### WAT JE DOET
- A) Kloppen de volgende uitspraken met het stuk over Johan Van Overtveldt? Antwoord bij elke uitspraak met ja of nee en citeer letterlijk de woorden uit de tekst die de doorslag geven.
(i) Het N-VA-programma werd ter doorlichting naar het Planbureau gestuurd.
(ii) Volgens Van Overtveldt overschatten de modellen van het Planbureau de groeibevorderende effecten van de hervormingen.
(iii) N-VA wil de btw op sloop en hernieuwbouw verhogen.
- B) Beantwoord deze vragen aan de hand van het stuk over Johan Van Overtveldt:
(i) Hoeveel euro aan saneringen wil N-VA doorvoeren?
(ii) Na welke datum wil Bart De Wever een federaal minikabinet installeren?
(iii) Welke sector krijgt volgens Van Overtveldt een boost door de lagere btw op sloop en hernieuwbouw?
- C) Druk uit het stuk over Johan Van Overtveldt de passage af die begint bij de woorden "Niet alleen in" en stop na "meer Vlaamse welvaart?".

#### AANGELEVERDE TEKST

Niet alleen in het Europees Parlement geldt de gewezen minister van Financiën als een van de invloedrijkste leden, ook binnen de partij wordt er nog altijd gretig gebruikgemaakt van zijn economische kijk. Niet toevallig gaat het gerucht rond dat Van Overtveldt misschien wel een belangrijke rol gaat spelen in het federale minikabinet dat Bart De Wever na 9 juni wil installeren.

De Antwerpenaar was alleszins betrokken bij de totstandkoming van het N-VA-programma dat naar het Planbureau werd gestuurd ter doorlichting. Dat leverde de partij wel een deftig begrotingsrapport op, maar erg magere vooruitzichten inzake groei, tewerkstelling en koopkracht. Zijn de 14 miljard euro aan saneringen die N-VA wil doorvoeren bijgevolg wel de weg naar meer Vlaamse welvaart?

"Het antwoord is uiteraard ja", zegt Johan Van Overtveldt. "Maar de modellen van het Planbureau onderschatten de groeibevorderende effecten van onze hervormingen. De volledige aftrek van de kinderopvang zal meer mensen de kans geven om fulltime te werken. De verlaging van de btw op sloop en hernieuwbouw zal een boost geven aan de bouwsector. De beperking van de werkloosheid in de tijd zal een besparing betekenen, maar ook meer mensen aan het werk zetten. Net als onze voorstellen rond langdurig zieken, waar wij meer verantwoordelijkheid bij de artsen leggen om uit te leggen waarom iemand nog in staat is om te werken."

########
#### UITGELEZEN GEGEVENS

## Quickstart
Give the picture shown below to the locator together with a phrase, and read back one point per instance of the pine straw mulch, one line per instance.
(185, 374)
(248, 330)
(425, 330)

########

### RESULTATEN PER TAAK
- A)
(i) Ja: "De Antwerpenaar was alleszins betrokken bij de totstandkoming van het N-VA-programma dat naar het Planbureau werd gestuurd ter doorlichting."
(ii) Nee: "Maar de modellen van het Planbureau onderschatten de groeibevorderende effecten van onze hervormingen."
(iii) Nee: "De verlaging van de btw op sloop en hernieuwbouw zal een boost geven aan de bouwsector."

- B)
(i) 14 miljard euro
(ii) Na 9 juni
(iii) De bouwsector

- C)
Niet alleen in het Europees Parlement geldt de gewezen minister van Financiën als een van de invloedrijkste leden, ook binnen de partij wordt er nog altijd gretig gebruikgemaakt van zijn economische kijk. Niet toevallig gaat het gerucht rond dat Van Overtveldt misschien wel een belangrijke rol gaat spelen in het federale minikabinet dat Bart De Wever na 9 juni wil installeren.

De Antwerpenaar was alleszins betrokken bij de totstandkoming van het N-VA-programma dat naar het Planbureau werd gestuurd ter doorlichting. Dat leverde de partij wel een deftig begrotingsrapport op, maar erg magere vooruitzichten inzake groei, tewerkstelling en koopkracht. Zijn de 14 miljard euro aan saneringen die N-VA wil doorvoeren bijgevolg wel de weg naar meer Vlaamse welvaart?